Update the records from the line with "seg: dress bodice" up to and including the line with "M 274 717 L" so that "per instance" becomes "one mask per instance". Leave everything else unchanged and return only those lines.

* Start *

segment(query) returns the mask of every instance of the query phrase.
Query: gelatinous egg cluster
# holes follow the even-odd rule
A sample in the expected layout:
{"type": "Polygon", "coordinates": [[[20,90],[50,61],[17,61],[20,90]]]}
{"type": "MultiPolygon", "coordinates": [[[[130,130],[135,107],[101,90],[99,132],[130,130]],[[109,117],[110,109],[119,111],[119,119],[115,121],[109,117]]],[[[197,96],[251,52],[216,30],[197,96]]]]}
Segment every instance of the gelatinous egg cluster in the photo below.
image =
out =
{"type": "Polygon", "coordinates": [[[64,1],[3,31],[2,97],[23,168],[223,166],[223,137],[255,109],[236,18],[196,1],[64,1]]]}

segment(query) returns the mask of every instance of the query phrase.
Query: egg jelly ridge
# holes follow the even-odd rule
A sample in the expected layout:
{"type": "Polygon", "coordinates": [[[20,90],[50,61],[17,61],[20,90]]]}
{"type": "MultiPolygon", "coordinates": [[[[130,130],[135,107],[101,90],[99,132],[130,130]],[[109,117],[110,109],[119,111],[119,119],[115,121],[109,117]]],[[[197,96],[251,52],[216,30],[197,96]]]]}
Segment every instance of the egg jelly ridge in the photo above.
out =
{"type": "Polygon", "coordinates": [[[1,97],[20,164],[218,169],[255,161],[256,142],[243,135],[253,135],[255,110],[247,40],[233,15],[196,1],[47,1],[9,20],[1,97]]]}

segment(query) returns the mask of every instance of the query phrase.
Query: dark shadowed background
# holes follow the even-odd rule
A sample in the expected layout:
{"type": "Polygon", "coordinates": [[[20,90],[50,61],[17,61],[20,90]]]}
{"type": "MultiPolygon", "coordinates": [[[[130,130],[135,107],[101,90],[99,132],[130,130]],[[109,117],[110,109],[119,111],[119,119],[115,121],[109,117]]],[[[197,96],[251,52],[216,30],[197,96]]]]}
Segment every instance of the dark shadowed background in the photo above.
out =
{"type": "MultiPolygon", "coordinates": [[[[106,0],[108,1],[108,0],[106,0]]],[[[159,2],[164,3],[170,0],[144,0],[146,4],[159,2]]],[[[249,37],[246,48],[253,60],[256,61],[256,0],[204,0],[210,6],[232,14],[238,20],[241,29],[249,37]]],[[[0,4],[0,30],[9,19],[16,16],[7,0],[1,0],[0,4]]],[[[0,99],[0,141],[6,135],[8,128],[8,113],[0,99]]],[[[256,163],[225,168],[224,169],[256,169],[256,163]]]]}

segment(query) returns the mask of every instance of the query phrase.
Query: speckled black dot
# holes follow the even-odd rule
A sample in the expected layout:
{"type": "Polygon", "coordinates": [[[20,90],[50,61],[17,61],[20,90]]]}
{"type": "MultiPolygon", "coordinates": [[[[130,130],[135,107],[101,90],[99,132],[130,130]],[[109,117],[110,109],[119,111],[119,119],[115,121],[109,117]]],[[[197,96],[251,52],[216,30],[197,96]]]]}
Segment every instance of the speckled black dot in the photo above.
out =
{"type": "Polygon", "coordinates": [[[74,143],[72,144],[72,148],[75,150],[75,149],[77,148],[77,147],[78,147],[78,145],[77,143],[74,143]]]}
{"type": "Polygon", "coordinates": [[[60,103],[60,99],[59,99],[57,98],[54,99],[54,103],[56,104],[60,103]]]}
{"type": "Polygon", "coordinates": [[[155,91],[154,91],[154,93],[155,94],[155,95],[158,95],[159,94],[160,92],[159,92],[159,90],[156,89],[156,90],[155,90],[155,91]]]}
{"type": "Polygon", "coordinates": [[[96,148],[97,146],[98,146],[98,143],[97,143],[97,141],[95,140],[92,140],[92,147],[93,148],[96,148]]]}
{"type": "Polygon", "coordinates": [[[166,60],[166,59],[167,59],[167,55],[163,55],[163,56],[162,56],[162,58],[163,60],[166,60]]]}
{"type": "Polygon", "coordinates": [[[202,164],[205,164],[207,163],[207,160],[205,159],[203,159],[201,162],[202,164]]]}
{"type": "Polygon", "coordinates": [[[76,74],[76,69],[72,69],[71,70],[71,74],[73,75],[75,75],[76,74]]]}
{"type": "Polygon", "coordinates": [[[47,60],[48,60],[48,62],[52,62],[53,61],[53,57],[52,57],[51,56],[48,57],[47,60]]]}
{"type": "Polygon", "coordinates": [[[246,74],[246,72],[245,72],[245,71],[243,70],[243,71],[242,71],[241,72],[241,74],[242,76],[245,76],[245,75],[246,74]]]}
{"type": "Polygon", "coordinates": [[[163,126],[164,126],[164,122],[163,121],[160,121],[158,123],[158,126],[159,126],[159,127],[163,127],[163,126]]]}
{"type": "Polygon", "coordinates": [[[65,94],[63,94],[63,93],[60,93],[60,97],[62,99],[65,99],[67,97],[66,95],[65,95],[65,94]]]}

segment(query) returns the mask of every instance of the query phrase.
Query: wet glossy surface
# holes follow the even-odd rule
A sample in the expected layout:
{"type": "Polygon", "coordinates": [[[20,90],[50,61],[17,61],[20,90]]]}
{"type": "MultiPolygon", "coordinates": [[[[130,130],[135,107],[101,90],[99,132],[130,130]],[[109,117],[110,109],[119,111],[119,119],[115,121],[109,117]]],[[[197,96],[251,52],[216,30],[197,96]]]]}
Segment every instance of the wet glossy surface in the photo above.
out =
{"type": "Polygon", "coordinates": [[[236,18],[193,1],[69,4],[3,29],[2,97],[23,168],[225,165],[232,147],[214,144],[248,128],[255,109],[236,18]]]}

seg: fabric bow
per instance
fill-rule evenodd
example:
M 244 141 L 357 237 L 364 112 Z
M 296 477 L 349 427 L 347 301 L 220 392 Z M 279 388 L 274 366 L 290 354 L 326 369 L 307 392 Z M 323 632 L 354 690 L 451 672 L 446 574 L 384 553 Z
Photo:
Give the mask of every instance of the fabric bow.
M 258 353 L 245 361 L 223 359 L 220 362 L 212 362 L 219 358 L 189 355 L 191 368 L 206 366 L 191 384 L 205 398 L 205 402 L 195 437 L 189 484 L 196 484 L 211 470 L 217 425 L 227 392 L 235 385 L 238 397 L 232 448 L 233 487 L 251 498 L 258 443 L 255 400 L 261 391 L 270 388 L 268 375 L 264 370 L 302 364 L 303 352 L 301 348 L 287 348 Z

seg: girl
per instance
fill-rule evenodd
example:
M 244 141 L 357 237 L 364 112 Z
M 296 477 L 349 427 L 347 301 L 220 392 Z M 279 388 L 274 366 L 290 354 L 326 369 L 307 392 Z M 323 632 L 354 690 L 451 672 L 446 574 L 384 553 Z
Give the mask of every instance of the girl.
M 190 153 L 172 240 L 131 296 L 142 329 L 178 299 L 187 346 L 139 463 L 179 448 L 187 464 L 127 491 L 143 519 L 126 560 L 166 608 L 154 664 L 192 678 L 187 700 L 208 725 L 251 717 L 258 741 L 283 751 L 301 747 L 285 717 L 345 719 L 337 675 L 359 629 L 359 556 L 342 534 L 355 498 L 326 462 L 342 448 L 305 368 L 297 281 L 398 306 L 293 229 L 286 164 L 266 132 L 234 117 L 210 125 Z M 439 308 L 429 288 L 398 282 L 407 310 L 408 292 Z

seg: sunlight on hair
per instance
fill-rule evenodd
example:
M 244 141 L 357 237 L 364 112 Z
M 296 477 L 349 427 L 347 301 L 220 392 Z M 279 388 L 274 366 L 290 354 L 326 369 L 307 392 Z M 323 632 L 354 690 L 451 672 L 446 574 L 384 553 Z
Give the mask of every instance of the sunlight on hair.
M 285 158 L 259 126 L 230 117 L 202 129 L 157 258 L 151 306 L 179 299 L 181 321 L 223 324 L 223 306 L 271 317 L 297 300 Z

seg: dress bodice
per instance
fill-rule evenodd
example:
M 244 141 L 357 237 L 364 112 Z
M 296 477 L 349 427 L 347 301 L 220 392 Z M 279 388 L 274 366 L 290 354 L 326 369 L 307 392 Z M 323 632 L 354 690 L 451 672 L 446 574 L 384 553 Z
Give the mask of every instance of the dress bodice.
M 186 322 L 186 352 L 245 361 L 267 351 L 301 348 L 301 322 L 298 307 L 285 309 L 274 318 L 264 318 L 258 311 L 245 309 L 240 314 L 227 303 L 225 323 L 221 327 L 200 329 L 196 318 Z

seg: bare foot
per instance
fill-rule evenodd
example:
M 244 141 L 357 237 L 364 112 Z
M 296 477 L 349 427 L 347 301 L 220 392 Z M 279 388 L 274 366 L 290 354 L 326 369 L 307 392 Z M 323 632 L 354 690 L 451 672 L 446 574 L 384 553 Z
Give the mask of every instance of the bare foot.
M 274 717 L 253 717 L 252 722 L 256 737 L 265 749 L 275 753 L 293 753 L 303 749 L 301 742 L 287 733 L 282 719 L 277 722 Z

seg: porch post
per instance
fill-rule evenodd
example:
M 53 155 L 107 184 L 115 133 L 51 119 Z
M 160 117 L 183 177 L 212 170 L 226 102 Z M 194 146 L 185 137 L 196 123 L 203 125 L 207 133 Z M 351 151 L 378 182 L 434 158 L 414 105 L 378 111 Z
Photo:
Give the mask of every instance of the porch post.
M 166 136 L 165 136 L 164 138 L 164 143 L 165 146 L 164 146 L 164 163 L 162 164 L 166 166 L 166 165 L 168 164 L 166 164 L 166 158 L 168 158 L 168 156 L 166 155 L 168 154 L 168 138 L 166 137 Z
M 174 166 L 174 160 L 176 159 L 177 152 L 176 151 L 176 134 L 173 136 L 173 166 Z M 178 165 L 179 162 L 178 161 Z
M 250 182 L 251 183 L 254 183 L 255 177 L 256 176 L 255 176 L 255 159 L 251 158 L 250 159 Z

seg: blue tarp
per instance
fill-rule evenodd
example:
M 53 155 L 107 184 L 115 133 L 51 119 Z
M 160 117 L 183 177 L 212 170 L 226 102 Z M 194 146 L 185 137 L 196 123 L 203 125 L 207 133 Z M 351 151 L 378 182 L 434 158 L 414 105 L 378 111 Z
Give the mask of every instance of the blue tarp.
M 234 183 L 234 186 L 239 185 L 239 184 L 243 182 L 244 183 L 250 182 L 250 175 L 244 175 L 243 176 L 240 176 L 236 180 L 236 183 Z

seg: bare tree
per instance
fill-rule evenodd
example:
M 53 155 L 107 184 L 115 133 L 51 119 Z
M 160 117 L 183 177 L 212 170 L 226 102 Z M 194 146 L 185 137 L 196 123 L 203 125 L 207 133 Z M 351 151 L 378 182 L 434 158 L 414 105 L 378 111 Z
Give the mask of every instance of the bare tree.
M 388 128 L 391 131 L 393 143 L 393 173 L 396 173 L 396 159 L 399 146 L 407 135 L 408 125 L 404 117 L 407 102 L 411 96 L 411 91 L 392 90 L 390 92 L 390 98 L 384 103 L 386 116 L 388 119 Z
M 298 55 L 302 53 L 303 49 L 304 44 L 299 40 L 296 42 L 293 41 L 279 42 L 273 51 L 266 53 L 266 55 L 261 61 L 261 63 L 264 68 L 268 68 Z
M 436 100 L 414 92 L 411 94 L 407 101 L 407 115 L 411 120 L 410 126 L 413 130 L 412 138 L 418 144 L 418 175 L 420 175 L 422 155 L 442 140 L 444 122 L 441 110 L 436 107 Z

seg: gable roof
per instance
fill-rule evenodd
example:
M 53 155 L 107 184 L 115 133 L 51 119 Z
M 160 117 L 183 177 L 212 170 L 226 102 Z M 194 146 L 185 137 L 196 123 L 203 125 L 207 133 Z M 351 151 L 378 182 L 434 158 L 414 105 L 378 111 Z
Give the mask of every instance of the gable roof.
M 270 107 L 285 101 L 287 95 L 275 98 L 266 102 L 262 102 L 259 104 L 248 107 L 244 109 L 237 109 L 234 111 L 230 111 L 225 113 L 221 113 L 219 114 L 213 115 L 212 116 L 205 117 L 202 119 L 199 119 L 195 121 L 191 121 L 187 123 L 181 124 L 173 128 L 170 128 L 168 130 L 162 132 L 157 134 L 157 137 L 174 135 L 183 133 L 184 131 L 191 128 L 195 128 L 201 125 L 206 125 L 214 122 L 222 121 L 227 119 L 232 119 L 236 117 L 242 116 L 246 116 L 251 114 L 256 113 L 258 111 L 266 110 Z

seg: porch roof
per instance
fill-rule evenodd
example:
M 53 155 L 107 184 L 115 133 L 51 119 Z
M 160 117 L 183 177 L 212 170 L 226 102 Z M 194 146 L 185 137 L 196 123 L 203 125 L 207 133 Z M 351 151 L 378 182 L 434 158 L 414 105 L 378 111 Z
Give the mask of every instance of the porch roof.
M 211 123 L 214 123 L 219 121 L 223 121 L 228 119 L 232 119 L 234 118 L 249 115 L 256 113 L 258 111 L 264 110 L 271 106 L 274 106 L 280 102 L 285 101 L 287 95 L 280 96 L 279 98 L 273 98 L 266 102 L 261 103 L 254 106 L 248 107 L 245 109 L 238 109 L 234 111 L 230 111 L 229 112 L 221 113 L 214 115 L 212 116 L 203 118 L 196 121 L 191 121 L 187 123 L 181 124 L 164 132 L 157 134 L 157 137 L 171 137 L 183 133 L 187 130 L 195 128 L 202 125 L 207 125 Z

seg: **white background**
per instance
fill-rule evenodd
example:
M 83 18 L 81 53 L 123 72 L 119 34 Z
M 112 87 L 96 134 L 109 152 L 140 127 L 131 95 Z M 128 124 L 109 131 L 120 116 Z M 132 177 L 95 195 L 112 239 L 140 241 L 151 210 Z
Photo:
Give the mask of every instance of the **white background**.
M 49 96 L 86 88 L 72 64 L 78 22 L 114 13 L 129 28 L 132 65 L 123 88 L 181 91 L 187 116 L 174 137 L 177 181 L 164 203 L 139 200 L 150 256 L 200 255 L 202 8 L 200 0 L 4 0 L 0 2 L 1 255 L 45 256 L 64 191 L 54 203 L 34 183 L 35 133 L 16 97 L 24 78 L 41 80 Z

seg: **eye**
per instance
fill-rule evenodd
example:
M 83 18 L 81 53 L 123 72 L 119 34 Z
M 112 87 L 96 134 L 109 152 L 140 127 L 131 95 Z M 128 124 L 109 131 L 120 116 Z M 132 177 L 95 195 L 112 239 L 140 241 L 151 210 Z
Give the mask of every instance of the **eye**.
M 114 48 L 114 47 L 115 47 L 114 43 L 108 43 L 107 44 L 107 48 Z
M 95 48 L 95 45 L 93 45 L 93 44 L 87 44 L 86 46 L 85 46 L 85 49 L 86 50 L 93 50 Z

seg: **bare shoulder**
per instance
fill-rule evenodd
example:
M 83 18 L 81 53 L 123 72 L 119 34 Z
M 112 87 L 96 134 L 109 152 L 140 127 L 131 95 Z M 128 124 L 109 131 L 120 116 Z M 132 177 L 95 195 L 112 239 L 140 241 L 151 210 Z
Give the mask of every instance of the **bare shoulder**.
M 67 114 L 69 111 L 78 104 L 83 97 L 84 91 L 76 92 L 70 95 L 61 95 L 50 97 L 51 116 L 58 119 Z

* End *

ANSWER BELOW:
seg: dress bodice
one mask per instance
fill-rule evenodd
example:
M 244 141 L 357 237 L 364 112 Z
M 296 477 L 349 427 L 347 301 L 220 392 Z M 279 388 L 274 366 L 290 354 L 326 369 L 307 392 Z M 323 632 L 354 690 L 451 672 L 446 574 L 384 553 Z
Give the mask of every instance of the dress bodice.
M 186 322 L 186 352 L 245 361 L 267 351 L 301 348 L 301 322 L 298 307 L 285 309 L 274 318 L 264 318 L 258 311 L 245 309 L 240 314 L 227 303 L 225 323 L 221 327 L 200 329 L 196 318 Z

seg: bare foot
one mask per instance
fill-rule evenodd
example:
M 244 141 L 357 237 L 364 112 Z
M 296 477 L 349 427 L 347 301 L 220 392 Z M 279 388 L 274 366 L 290 354 L 326 369 L 307 392 Z M 323 632 L 354 690 L 451 672 L 446 574 L 384 553 Z
Give the mask of every instance of the bare foot.
M 274 717 L 253 717 L 252 722 L 256 737 L 265 749 L 275 753 L 293 753 L 303 749 L 301 742 L 287 733 L 282 719 L 277 722 Z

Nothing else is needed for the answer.